• PROBLEM: Copy out only the lines from the one with "In this exercise you will indicate the white t-shirt" up to and including the one with "[(317, 177)]", with the request lines left unchanged. In the answers, multiply every point coordinate by 1.25 and round to whole numbers, with halves going up.
--- BEGIN SOURCE RECORDS ---
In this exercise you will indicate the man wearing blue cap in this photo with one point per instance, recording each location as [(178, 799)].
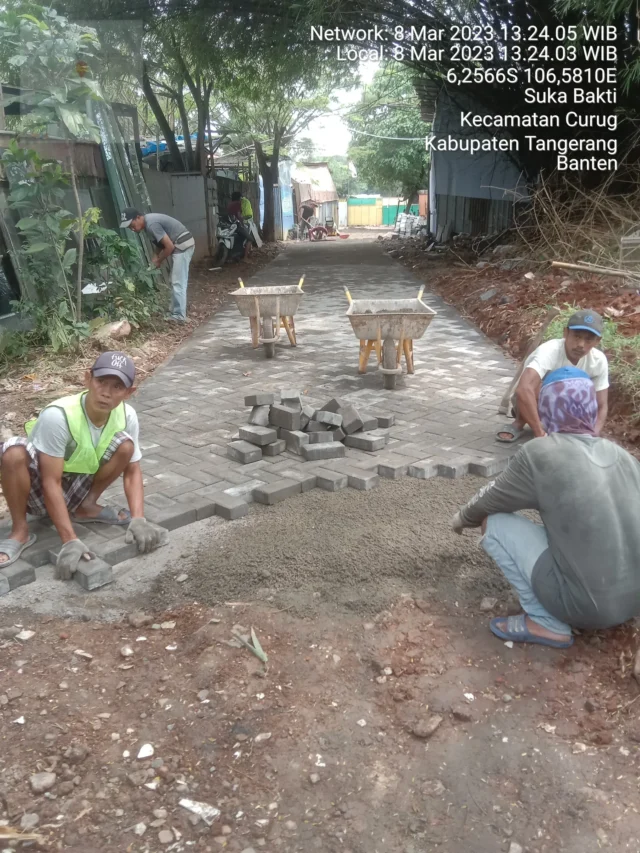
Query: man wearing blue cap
[(76, 448), (577, 348), (580, 568)]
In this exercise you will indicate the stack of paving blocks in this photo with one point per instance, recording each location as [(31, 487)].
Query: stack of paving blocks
[(314, 434)]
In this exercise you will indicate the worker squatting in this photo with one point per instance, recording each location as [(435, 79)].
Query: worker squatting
[(563, 147)]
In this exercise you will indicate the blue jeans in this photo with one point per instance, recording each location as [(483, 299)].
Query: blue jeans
[(516, 543), (179, 280)]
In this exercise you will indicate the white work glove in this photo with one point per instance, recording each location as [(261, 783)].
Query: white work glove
[(146, 535), (70, 555), (457, 524)]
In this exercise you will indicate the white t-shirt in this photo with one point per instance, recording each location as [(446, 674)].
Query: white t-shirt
[(51, 434), (552, 355)]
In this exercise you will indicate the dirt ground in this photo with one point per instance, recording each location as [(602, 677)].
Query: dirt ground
[(387, 720), (27, 387), (509, 308)]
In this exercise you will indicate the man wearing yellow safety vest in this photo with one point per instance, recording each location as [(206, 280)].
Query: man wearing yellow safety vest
[(74, 450)]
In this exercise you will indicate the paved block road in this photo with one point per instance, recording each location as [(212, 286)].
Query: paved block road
[(445, 414)]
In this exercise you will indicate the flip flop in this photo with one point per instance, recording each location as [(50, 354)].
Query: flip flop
[(13, 549), (513, 431), (107, 515), (517, 632)]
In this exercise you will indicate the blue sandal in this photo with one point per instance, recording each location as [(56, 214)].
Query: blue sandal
[(517, 632)]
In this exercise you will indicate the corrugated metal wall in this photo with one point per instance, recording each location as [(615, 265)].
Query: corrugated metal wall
[(473, 215)]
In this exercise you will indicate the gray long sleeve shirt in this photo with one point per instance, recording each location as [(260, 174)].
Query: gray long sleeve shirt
[(587, 491)]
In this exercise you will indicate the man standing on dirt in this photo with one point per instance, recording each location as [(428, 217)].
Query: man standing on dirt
[(576, 348), (581, 567), (74, 450), (171, 240)]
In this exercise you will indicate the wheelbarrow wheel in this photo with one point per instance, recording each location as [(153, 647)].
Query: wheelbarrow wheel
[(389, 363), (267, 332)]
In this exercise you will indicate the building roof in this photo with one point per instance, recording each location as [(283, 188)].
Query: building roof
[(317, 177)]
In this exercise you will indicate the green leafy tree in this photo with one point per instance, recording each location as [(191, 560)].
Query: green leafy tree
[(52, 56), (274, 94), (388, 145)]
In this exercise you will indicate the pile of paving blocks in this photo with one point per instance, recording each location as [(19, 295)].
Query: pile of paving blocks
[(314, 434)]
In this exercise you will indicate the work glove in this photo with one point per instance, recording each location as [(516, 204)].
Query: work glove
[(69, 557), (146, 535), (457, 524)]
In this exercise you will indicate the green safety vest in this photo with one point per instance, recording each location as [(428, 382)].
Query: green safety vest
[(85, 459)]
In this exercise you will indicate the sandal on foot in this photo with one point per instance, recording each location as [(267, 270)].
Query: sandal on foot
[(107, 515), (13, 549), (517, 631), (512, 431)]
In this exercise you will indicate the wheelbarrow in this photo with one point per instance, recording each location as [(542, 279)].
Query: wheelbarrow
[(379, 323), (269, 310)]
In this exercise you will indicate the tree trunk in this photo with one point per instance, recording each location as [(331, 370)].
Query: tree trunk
[(270, 172), (165, 127), (189, 164), (76, 196)]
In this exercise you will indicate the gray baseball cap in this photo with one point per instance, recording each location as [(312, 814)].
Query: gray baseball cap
[(115, 364), (588, 321)]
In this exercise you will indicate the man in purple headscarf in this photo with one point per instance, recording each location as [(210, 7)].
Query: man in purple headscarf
[(581, 567)]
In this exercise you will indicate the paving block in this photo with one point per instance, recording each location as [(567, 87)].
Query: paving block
[(258, 435), (17, 574), (324, 450), (320, 437), (351, 420), (245, 491), (260, 415), (386, 420), (259, 400), (363, 441), (273, 493), (306, 479), (333, 405), (328, 418), (243, 451), (285, 417), (294, 439), (488, 467), (116, 551), (291, 399), (369, 422), (203, 506), (331, 481), (93, 574), (362, 480), (307, 415), (453, 469), (275, 448), (423, 470), (230, 507), (392, 467)]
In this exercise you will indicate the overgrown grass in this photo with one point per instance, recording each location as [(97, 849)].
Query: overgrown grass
[(623, 353)]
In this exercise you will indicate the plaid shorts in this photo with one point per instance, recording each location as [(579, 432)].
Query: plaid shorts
[(75, 487)]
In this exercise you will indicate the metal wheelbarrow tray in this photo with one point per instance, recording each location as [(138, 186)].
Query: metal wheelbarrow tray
[(379, 323), (270, 309)]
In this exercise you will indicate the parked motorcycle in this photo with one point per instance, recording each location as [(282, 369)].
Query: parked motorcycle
[(232, 241)]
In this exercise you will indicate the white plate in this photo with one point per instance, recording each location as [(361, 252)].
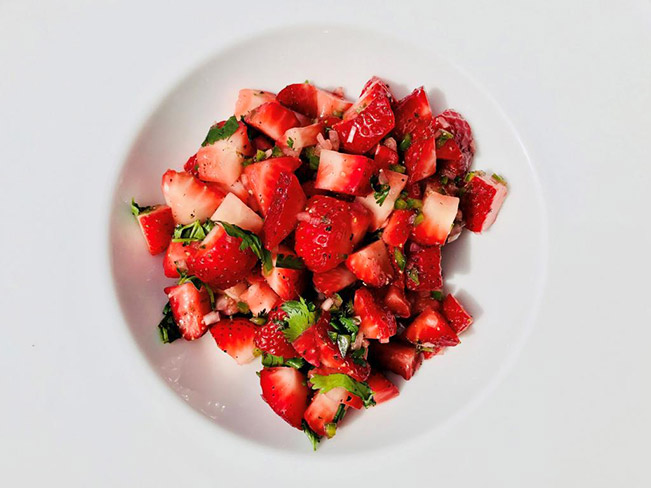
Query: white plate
[(558, 97)]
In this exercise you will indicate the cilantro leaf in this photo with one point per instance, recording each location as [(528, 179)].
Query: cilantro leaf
[(300, 316), (252, 241), (289, 261), (358, 388), (217, 133)]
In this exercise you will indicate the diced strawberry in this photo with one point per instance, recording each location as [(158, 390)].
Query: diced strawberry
[(398, 228), (176, 257), (270, 339), (248, 99), (481, 202), (423, 269), (262, 178), (385, 157), (431, 329), (236, 337), (380, 213), (371, 264), (324, 236), (361, 133), (344, 173), (219, 261), (396, 301), (458, 317), (233, 211), (189, 198), (401, 359), (260, 298), (287, 202), (222, 161), (383, 389), (272, 119), (189, 305), (285, 390), (376, 321), (330, 282), (157, 226), (287, 283), (299, 137), (410, 111), (439, 212)]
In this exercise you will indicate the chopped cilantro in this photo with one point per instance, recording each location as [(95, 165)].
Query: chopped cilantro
[(217, 133)]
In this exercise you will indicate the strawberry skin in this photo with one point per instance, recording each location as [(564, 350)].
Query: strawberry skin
[(377, 322), (431, 329), (287, 202), (157, 226), (236, 337), (189, 306), (324, 237), (285, 390), (371, 264), (458, 317)]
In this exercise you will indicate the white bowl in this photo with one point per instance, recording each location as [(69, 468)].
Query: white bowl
[(499, 275)]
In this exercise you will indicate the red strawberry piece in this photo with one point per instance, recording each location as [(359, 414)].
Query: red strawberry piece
[(272, 119), (236, 212), (481, 202), (361, 133), (376, 321), (189, 305), (384, 157), (286, 282), (431, 329), (410, 111), (176, 257), (360, 221), (439, 212), (458, 317), (334, 280), (398, 228), (222, 161), (344, 173), (270, 339), (285, 390), (323, 236), (371, 264), (287, 202), (383, 389), (423, 270), (157, 226), (396, 301), (248, 99), (380, 213), (191, 166), (189, 198), (236, 337), (219, 261), (262, 178), (401, 359)]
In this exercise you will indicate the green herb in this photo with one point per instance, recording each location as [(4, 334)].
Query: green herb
[(252, 241), (400, 258), (289, 261), (300, 316), (136, 209), (217, 133), (405, 143), (167, 328), (444, 137), (311, 435), (358, 388)]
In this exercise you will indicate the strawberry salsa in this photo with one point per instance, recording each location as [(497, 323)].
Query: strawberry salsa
[(307, 230)]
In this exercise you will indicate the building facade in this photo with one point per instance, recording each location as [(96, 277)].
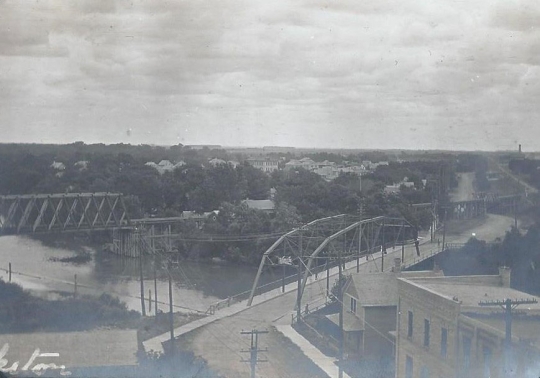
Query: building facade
[(444, 332)]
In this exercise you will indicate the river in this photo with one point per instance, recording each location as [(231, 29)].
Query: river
[(35, 266)]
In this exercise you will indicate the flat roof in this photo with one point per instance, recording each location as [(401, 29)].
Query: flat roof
[(351, 322), (470, 290)]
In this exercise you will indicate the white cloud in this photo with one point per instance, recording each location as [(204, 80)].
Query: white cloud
[(308, 73)]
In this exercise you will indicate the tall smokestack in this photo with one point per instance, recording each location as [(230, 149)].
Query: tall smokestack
[(505, 274)]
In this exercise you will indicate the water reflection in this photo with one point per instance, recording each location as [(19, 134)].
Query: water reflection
[(197, 285)]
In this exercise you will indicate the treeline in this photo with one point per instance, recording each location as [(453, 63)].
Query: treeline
[(300, 196)]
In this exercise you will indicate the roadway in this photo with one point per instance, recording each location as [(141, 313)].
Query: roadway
[(217, 338)]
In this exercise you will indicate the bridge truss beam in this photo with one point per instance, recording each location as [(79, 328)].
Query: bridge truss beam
[(38, 213), (341, 236)]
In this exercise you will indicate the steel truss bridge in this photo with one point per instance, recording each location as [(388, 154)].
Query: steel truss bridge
[(37, 213), (329, 241)]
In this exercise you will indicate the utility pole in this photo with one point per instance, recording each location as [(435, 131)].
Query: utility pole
[(139, 236), (361, 216), (383, 249), (340, 303), (155, 284), (507, 305), (444, 228), (254, 349), (171, 315), (299, 293)]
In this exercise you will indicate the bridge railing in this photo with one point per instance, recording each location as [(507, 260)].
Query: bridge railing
[(274, 285)]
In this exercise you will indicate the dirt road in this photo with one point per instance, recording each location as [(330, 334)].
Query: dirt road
[(220, 342)]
--- END SOURCE RECORDS ---
• EXPECTED ANSWER:
In this exercise you will indicate the white t-shirt in this photo with one point per instance, recording each location as [(446, 674)].
Query: white t-shirt
[(64, 543), (690, 444)]
In this exercise you will indicate the dirt ground in this photo with one point per instance, recording each location as [(602, 677)].
Query: dirt ground
[(484, 900), (34, 484), (636, 385)]
In this exercise you will indicate the man wearing yellow safety vest in this photo with one point per instance, recording each location as [(206, 280)].
Query: man wearing yellow safety vest
[(93, 563)]
In this exercise you will indicate the paved block road in this photo with one point per instance, recording each location as [(212, 286)].
Query: paved block road
[(556, 518)]
In this exercise you will indicate the flip flop in this photo with one point per instance, recording each location as [(50, 354)].
Query: flip flop
[(16, 686), (641, 539), (134, 644), (646, 790)]
In this exercise you will indicate the blue sandal in this photo with one point per instance, recording each location as [(56, 214)].
Query: blue sandal
[(646, 790)]
In this exercise you will indicate the corrugated metal wall in this photo with one point per instance, recording each location as [(615, 265)].
Query: corrugated metal wall
[(591, 269)]
In this exercise you will indicate the gray long sleeve shirt in this photo with one point per instance, recording each location as [(260, 174)].
Query: gray long sleeve shirt
[(734, 614)]
In this exercise you will indicate the man standing on dirt in this photo with one point per instance, recording each location as [(428, 217)].
Query: man standing on dirt
[(720, 435), (726, 709), (93, 563), (214, 300)]
In this exercise you will indicate the wheelbarrow wheel in this photo with one point per instance, recording each location as [(153, 647)].
Query: wheelbarrow wheel
[(486, 454), (334, 415)]
In this exercise you will indicate the building roof in this photo with one point per instance, recording each location as [(283, 188)].
Query: building roof
[(396, 221)]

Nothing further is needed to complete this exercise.